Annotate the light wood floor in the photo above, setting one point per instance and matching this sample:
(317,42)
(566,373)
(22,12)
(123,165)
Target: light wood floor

※ ※ ※

> Short exercise
Rewrite the rows above, changing each "light wood floor" to "pale hardwood floor" and leaving everything else as it stands.

> The result
Annotate the pale hardwood floor in the photo above, setting one point per instance and matching this sample:
(317,42)
(566,373)
(22,12)
(123,165)
Target: pale hardwood floor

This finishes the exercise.